EXERCISE DATA —
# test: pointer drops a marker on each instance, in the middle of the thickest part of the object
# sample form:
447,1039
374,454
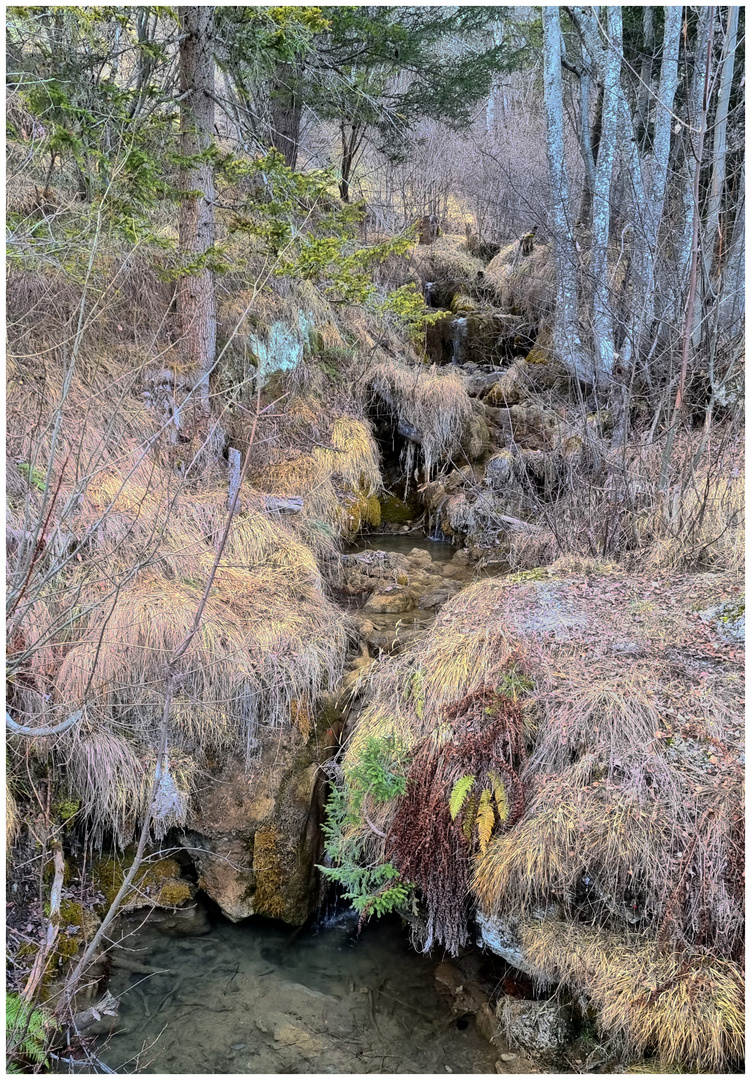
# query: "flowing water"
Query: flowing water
401,544
256,998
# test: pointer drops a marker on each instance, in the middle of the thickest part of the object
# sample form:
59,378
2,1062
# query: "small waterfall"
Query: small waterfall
458,338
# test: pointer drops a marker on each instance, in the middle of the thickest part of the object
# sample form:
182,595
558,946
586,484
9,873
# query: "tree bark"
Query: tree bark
196,297
604,346
649,213
286,110
720,149
566,342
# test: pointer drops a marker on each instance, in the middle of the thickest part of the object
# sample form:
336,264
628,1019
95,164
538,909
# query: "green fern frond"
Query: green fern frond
458,795
486,820
26,1030
469,815
501,797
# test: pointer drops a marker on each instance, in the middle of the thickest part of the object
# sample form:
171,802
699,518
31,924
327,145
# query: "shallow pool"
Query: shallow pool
255,998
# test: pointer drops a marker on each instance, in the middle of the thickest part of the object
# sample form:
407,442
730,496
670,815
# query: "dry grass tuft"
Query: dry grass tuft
434,404
688,1008
446,259
525,284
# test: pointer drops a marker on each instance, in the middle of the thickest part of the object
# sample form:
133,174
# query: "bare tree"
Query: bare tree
197,298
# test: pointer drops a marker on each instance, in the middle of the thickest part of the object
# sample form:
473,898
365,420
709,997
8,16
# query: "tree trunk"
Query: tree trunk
649,214
566,342
196,297
286,110
350,145
604,346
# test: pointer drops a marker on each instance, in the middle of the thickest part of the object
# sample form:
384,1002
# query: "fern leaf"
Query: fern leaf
500,797
469,815
458,795
486,820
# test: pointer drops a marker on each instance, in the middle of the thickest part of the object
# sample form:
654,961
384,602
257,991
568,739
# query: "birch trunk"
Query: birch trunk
645,246
196,297
566,341
720,151
604,346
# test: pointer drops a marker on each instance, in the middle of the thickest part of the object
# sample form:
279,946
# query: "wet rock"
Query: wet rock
251,834
187,921
419,556
438,596
447,976
393,602
500,935
539,1028
486,1022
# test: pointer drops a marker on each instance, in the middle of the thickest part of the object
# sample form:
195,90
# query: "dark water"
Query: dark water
246,998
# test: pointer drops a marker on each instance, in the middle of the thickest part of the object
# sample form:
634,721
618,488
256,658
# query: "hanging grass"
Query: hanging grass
685,1007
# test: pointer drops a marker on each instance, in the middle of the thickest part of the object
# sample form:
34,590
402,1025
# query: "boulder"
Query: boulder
253,834
539,1028
393,601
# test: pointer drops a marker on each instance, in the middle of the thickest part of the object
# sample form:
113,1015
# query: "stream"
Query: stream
255,997
259,997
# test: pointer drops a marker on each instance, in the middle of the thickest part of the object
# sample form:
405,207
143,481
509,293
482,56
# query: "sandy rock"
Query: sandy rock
438,596
393,602
486,1022
420,556
539,1028
187,921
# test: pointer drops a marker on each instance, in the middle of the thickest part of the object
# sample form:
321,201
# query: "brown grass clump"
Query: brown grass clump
461,786
446,259
434,404
687,1008
525,284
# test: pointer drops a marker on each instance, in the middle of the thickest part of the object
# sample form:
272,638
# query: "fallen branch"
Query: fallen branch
52,926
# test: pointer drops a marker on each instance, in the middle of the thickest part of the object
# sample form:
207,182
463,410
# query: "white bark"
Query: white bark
604,346
714,202
645,243
566,341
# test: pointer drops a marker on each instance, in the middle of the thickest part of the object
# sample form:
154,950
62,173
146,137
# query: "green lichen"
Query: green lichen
538,574
393,511
269,898
157,885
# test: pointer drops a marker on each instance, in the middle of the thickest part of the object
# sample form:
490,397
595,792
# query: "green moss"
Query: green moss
538,574
156,883
393,511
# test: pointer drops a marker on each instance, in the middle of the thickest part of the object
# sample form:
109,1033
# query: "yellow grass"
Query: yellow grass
687,1008
433,402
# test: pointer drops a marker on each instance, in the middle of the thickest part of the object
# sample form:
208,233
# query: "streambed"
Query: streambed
253,997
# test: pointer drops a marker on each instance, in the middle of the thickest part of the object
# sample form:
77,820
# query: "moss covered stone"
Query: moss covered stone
270,873
156,885
393,511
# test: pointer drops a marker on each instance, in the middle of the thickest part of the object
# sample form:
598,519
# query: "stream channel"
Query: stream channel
255,997
259,997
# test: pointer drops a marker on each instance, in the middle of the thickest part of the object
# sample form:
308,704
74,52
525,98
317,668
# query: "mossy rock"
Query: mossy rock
477,439
156,885
361,511
393,511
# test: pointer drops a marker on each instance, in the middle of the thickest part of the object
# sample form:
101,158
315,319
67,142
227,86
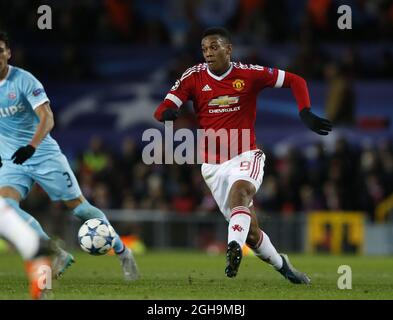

TASK INSTRUCTIONS — In your copy of the data above, leave out the pictures and repeat everything else exactly.

TASK RESPONSE —
# test: pointer drops a marker on each instance, in the middle of the thickest part of the object
# sample form:
447,1039
374,454
# query: "flowing water"
Query: flowing water
401,544
256,998
# test: pointer drops a marker on each instance, in the middle of the thickest part of the object
# sample form:
59,378
2,1062
# query: "small waterfall"
Query: small waterfall
458,338
# test: pointer drops a marker on each instance, in the middle of the thickest part of the object
# sample form:
182,595
558,946
586,484
9,873
# query: "tree bark"
Query: tree bark
196,297
604,346
649,213
286,110
720,149
566,342
# test: pointer drops a marker on each instance, in the middle of the thickest part of the object
# sample form:
336,264
628,1019
95,164
538,909
# query: "green fern frond"
Query: green fern frond
458,795
486,820
26,1030
469,815
501,797
# test: pointer drops a marker on each instance, in the middle of the thickest part of the object
# sample form:
171,802
699,518
31,924
327,145
# query: "shallow pool"
Query: shallow pool
255,998
# test: pointer drops a marker on each instance, in the middle of the thickest part of the object
# sample form:
407,442
730,496
670,815
# query: "dry grass tuft"
Query: dry grass tuft
434,404
688,1008
446,259
525,284
# test: pointer drops a marker on each instance, in the middle of the thickest part of the object
# sample form:
133,174
# query: "bare tree"
Query: bare tree
197,298
# test: pointer drops a marker on each instance, in the middle of the thickest part of the object
# sample form:
473,898
365,420
709,997
8,16
# query: "tree trunk"
Query: tree trunk
649,214
566,342
196,297
286,110
350,145
604,346
# test: pointer drops a marker on each instance, in the middle of the thickest part of the object
# sample form:
384,1002
# query: "fern leaf"
Query: fern leaf
500,797
469,815
458,795
486,820
# test: pointer drops a marker on each instance, in the middle of the thickest part of the object
# sample form:
654,961
384,602
257,991
568,739
# query: "birch trunk"
Query: birch trunk
645,246
196,297
566,341
720,151
604,346
# test: pointer drops a marker on each instance, in the middle of the thickest part of the object
# sample form:
279,946
# query: "wet rock"
Query: wet rock
251,834
187,921
419,556
438,596
447,976
393,602
500,935
539,1028
486,1022
# test: pointer drops a marker on each instance, in the middle of the thickest part of the object
# sample form:
195,90
# query: "dark water"
Query: dark water
246,998
# test: pointer drops a marker on each instance, in the middle of the thickest part of the object
# sample form:
634,721
618,488
256,658
# query: "hanging grass"
Query: hanging grass
685,1007
# test: pointer drops a marker on each instance, in the middle of the thickest part of the object
# sample form:
34,590
402,1025
# query: "boulder"
Query: boulder
253,834
539,1028
393,601
# test: pointer drops a marker on each instance, in the middle of the thickest part of the object
# sample form:
113,1015
# query: "stream"
Query: stream
255,997
259,997
# test: pointer drops a marker on each instance, in the middle of the thickest part of the object
# sample form:
405,207
143,481
509,293
482,56
# query: "sandy rock"
Query: sandy rock
438,596
393,602
486,1022
420,556
539,1028
187,921
# test: pointer drops a marker on each instance, in the middle of the thickest part of the object
# sample form:
321,201
# query: "brown grass clump"
Query: brown grass clump
461,786
446,259
434,404
687,1008
525,284
# test: pointer drops a marker on each instance, in the middle of the thickest part of the object
# sample form:
272,638
# query: "fallen branch"
Query: fallen branch
52,926
# test: pointer drops a marker on each instance, in the middle of the thickest part of the object
# sample form:
207,182
463,410
# query: "white bark"
Query: white bark
604,346
714,202
645,243
566,341
# test: pointer drops a marker on each instance, in the middle of the thickest part of the object
# sample form:
154,950
62,173
146,137
# query: "green lichen"
Query: green lichen
538,574
393,511
269,898
157,885
# test: pointer drops a marker on each instance, in the middle of the thickest part of the object
# sample form:
490,397
595,792
# query: "green moss"
Query: green moss
538,574
156,883
393,511
# test: pointer drops a marker on each instance, in the middle of the thickest part of the object
# sample form:
109,1033
# query: "yellow grass"
Query: yellow grass
687,1008
433,402
# test: pointer drops a marker on each instance, in the middle of the thickest part of the object
# sample form:
208,233
# query: "streambed"
Query: streambed
253,997
# test: pointer drops a marker on each instance, in the middle of the thickest part of the object
# sample form:
77,820
# query: "moss covered stone"
Query: moss covered stone
270,873
156,885
393,511
# test: pointer drops a marker on each instance, in the middle of the thickest part of the object
# sample form:
598,519
# query: "stream channel"
Query: stream channel
255,997
259,997
# test: pointer drops a marker on each instance, in the middle of the thickest part of the object
# sample form:
308,704
74,52
525,98
317,668
# query: "mossy rock"
Query: mossy rock
477,439
156,885
361,511
393,511
# test: pointer drops a marker on each instance, in the middle of the thickest part of the object
# sample form:
101,158
315,319
67,142
227,86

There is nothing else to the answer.